[STATED GOAL]
In the passage on the Biennale, explain how its total of six exhibitions is made up.

Johannesburg
… The Biennale itself goes under the collective title of 'Trade Routes: History and Geography' and consists of six exhibitions, four in Johannesburg and two in Cape Town. The Johannesburg ones were 'Alternating Currents', co-curated by Enwezor and Octavia Zaya, at the Electric Workshop; 'Important and Exportant', curated by Gerardo Mosquera, at the Johannesburg Art Gallery; 'Hong Kong etc' curated by Hou Hanru, at the Rembrandt van Rijn Art Gallery, Market Theatre Precinct; and 'Transversions', curated by Yu Yeon Kim, at MuseumAfrica (sic). The Cape Town exhibitions were 'Graft', curated by Colin Richards, at South African National Gallery, and 'Life’s Little Necessitates', Curated by Kellie Jones, at the Castle of Good Hope.

[SUPPLIED MATERIAL]
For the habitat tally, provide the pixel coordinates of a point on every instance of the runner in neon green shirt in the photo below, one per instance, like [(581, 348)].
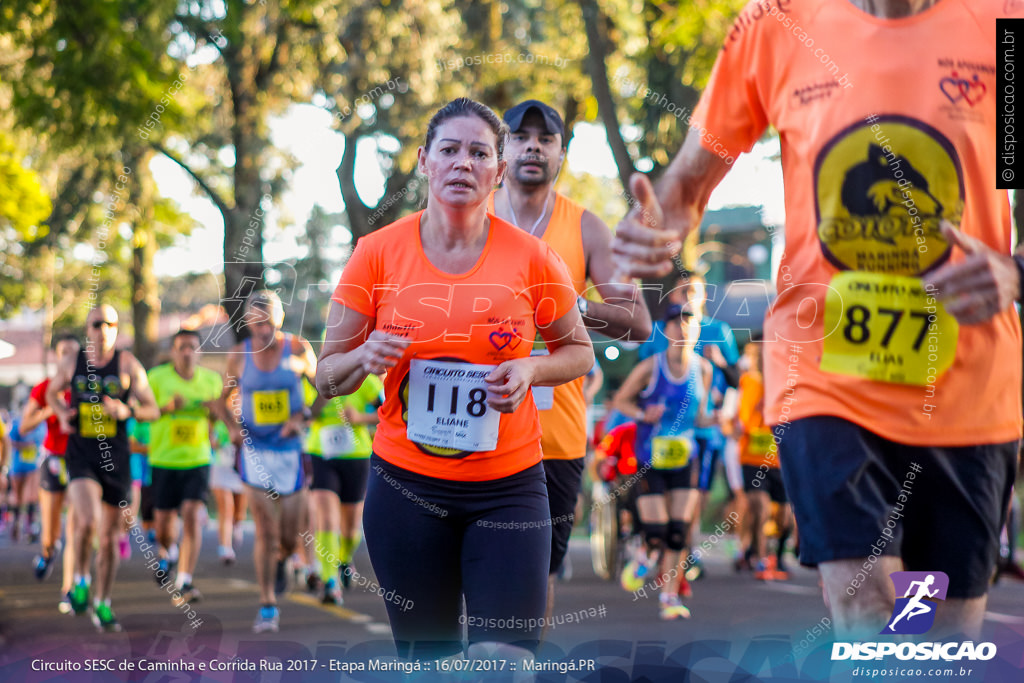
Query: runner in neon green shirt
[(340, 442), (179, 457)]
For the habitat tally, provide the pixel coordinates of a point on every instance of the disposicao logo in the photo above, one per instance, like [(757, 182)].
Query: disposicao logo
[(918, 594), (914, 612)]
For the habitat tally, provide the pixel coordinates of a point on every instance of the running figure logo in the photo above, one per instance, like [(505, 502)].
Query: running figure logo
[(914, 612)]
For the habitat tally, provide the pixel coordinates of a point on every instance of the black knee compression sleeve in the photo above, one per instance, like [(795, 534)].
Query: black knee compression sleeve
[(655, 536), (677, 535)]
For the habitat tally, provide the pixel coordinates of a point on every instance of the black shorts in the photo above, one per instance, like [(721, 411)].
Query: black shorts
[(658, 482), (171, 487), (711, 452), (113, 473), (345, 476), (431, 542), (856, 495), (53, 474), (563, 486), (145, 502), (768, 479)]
* * *
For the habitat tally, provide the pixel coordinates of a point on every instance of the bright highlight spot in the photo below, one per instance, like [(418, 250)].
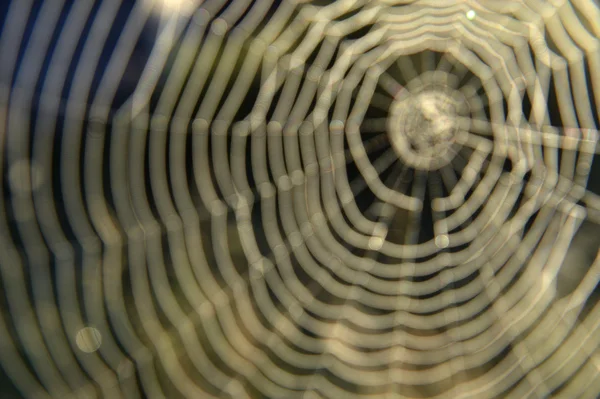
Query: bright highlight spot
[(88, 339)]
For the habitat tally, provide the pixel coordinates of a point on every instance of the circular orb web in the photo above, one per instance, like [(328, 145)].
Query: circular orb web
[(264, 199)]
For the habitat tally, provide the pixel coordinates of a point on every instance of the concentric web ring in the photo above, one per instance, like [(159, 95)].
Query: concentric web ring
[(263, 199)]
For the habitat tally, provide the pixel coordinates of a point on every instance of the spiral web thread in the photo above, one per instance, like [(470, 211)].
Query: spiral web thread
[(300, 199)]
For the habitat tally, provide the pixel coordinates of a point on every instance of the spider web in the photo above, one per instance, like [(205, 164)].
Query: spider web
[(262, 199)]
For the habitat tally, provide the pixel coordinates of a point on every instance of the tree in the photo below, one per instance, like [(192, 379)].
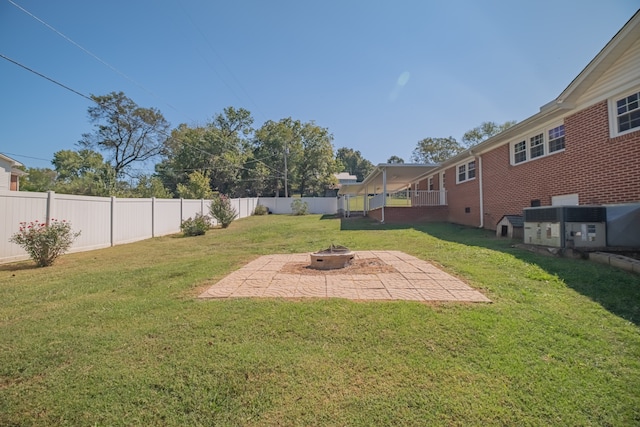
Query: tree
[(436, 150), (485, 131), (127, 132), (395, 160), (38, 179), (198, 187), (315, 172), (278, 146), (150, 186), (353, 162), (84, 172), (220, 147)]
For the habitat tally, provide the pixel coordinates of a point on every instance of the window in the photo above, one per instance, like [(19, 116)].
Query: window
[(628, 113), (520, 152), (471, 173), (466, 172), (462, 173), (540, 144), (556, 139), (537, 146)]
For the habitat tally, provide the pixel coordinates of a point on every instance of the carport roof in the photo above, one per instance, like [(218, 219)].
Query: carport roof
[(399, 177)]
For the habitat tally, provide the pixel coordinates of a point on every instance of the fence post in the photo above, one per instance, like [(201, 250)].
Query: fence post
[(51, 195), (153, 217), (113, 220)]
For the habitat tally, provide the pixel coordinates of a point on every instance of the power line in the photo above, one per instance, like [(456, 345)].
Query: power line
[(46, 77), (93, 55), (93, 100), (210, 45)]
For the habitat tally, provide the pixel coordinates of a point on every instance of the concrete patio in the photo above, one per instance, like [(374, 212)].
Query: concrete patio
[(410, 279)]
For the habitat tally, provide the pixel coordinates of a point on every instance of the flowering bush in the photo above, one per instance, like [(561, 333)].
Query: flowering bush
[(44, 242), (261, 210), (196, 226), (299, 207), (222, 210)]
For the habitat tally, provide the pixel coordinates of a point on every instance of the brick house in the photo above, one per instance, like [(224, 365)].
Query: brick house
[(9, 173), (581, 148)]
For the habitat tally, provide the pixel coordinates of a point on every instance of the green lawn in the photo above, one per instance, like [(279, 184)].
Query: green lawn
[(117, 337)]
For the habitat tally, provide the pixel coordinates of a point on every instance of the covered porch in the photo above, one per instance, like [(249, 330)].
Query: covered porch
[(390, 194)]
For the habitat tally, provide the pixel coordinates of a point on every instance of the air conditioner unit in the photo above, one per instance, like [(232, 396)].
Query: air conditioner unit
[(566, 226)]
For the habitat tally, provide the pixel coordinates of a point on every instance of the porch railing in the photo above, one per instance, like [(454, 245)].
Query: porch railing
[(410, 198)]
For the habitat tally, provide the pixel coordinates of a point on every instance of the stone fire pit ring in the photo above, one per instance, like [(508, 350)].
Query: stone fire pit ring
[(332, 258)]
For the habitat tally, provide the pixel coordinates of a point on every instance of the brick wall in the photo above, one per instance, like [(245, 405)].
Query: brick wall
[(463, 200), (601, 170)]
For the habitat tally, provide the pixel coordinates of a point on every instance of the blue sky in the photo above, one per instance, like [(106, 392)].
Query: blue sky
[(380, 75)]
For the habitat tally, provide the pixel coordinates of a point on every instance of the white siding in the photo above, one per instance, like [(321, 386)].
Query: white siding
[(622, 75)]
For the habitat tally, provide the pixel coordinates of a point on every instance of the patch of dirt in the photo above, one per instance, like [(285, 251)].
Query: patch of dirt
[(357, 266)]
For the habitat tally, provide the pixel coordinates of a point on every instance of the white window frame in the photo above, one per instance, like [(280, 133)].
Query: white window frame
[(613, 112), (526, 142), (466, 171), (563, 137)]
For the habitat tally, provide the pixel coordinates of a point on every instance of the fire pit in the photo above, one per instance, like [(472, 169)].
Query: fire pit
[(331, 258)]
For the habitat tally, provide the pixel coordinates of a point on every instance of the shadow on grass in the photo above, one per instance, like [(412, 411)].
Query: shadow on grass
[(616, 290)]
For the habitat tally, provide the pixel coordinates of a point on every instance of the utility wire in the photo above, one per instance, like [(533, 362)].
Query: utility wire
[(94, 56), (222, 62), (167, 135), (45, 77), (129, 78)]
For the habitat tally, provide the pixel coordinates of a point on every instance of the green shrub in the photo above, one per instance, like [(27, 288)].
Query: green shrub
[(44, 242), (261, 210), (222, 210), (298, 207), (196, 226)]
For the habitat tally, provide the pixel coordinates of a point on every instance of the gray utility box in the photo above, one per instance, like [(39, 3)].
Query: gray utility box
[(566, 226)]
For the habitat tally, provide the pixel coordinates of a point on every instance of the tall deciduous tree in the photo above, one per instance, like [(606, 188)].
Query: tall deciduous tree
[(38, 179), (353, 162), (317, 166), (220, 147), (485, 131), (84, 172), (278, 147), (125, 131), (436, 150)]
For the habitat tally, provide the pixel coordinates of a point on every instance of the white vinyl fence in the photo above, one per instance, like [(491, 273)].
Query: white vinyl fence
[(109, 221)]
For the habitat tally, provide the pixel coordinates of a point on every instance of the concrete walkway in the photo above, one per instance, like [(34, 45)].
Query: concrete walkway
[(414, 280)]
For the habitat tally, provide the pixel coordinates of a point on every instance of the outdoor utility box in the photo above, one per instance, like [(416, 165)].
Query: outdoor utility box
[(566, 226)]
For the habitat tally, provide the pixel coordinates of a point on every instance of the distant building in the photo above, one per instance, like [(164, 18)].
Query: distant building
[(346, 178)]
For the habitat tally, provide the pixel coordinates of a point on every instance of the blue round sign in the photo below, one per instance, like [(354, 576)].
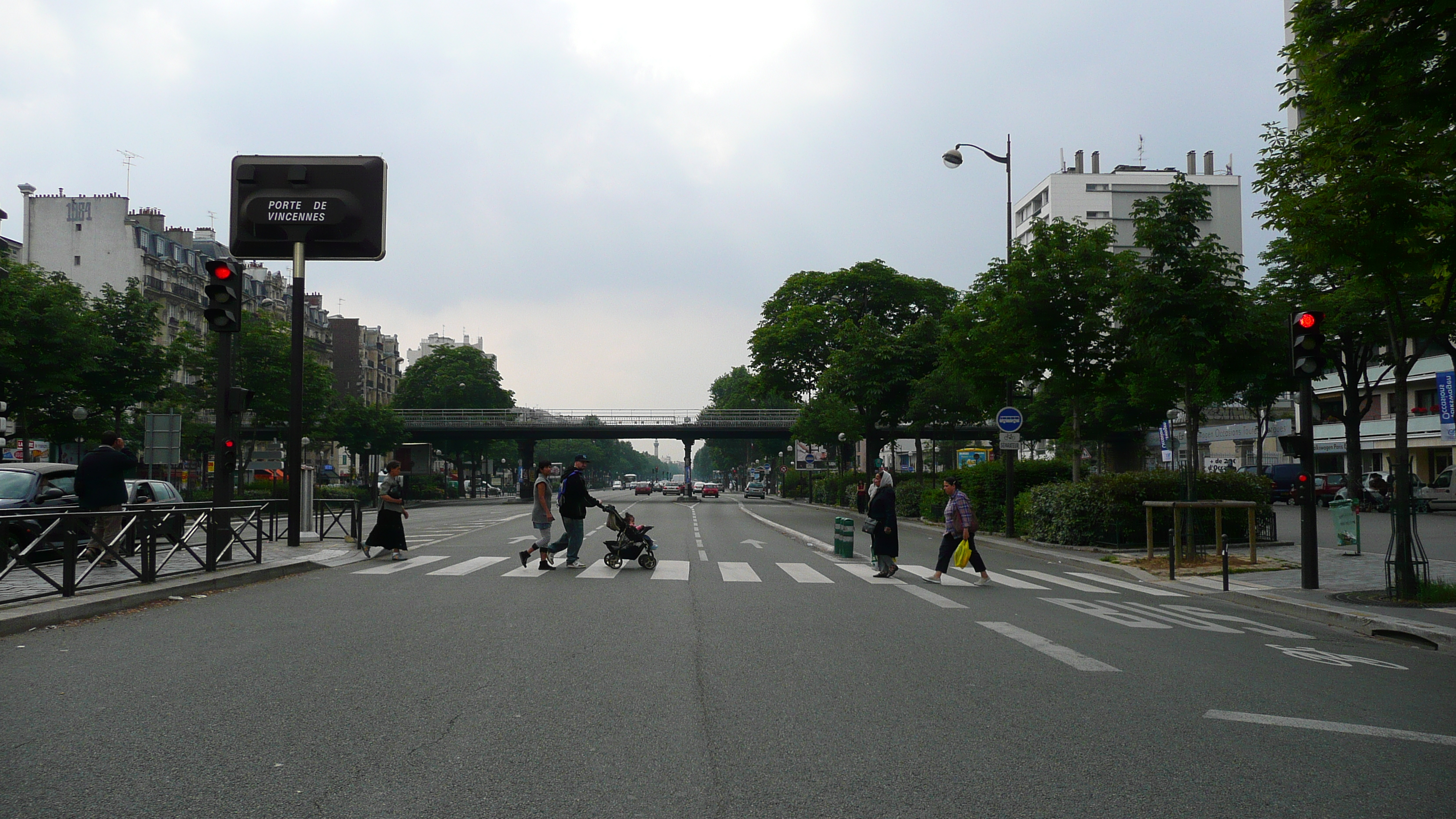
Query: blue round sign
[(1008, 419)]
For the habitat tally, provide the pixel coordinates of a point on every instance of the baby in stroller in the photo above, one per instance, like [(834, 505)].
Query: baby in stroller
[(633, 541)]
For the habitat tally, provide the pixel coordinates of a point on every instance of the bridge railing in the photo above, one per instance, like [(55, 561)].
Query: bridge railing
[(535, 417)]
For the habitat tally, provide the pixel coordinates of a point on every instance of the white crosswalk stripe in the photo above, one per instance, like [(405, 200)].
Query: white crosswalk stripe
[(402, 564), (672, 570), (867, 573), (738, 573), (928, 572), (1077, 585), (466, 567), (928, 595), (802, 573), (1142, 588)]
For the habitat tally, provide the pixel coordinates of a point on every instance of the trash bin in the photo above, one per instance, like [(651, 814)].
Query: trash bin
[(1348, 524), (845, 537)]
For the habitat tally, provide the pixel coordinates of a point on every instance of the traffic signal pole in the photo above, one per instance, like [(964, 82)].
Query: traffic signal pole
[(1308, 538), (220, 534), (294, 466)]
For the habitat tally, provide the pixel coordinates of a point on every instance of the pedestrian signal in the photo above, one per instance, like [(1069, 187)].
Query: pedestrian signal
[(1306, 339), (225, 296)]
==
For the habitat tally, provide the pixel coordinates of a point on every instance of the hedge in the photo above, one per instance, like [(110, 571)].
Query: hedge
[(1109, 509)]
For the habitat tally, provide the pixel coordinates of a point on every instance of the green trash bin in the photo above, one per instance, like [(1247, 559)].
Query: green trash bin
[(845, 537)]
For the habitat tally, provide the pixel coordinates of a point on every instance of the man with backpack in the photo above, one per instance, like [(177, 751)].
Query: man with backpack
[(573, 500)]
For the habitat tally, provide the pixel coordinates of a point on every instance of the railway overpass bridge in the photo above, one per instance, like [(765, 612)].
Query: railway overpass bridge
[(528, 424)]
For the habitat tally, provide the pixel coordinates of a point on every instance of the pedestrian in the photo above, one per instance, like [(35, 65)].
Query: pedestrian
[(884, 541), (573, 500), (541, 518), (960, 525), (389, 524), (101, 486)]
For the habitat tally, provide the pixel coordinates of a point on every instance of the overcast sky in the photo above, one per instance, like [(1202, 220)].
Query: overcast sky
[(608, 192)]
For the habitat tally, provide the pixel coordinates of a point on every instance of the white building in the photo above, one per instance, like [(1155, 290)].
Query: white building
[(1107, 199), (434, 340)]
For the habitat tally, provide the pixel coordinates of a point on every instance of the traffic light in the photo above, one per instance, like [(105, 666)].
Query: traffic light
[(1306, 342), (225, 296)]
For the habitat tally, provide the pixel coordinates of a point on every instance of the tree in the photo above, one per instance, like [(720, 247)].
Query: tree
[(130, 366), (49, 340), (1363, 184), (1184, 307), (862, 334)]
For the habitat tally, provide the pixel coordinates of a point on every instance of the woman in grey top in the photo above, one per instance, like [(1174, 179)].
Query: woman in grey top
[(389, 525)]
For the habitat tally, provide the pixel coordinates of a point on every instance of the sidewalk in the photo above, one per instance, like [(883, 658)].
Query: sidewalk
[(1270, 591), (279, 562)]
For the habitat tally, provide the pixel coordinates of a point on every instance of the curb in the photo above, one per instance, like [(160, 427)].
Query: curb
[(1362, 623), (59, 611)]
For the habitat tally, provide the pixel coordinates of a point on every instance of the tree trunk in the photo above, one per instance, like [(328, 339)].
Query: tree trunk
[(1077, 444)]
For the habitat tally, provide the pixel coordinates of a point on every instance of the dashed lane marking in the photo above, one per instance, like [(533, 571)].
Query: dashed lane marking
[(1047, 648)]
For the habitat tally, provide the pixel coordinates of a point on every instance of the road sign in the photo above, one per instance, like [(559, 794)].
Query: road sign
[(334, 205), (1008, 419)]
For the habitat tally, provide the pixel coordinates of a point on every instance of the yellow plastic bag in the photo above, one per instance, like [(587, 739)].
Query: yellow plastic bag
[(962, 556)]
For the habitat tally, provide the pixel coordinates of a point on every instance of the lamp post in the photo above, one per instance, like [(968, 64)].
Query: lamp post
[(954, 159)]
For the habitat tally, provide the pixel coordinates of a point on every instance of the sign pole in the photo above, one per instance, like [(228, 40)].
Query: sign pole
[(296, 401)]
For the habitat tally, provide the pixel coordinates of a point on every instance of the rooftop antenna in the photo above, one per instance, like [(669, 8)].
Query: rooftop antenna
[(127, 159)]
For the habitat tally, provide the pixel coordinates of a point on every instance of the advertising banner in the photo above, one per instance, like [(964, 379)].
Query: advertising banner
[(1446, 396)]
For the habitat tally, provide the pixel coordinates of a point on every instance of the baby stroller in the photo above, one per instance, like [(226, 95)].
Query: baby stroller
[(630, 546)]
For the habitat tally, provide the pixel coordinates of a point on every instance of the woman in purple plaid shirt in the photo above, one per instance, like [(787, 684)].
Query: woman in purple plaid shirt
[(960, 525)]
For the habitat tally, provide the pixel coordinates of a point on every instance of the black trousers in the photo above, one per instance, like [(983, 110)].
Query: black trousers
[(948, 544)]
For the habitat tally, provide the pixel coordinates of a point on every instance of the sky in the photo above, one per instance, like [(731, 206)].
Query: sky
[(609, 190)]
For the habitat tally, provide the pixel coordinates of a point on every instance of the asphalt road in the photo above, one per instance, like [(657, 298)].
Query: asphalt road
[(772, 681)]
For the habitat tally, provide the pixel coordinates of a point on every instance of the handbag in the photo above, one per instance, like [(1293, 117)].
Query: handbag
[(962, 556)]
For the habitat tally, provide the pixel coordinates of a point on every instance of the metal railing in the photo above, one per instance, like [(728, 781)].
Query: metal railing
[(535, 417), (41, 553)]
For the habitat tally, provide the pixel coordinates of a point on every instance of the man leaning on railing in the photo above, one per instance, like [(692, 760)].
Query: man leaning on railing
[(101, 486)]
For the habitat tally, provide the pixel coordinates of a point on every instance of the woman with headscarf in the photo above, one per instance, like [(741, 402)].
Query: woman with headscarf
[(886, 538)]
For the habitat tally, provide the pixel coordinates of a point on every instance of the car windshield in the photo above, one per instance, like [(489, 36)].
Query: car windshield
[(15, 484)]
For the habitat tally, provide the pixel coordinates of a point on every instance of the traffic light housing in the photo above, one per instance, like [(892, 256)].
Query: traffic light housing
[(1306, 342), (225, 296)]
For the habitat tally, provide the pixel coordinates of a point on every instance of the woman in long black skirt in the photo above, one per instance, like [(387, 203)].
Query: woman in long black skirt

[ANSWER TO THE PROBLEM]
The six exhibitions are split between two cities. Four are in Johannesburg: 'Alternating Currents', 'Important and Exportant', 'Hong Kong etc' and 'Transversions'. Two are in Cape Town: 'Graft' and 'Life's Little Necessitates'.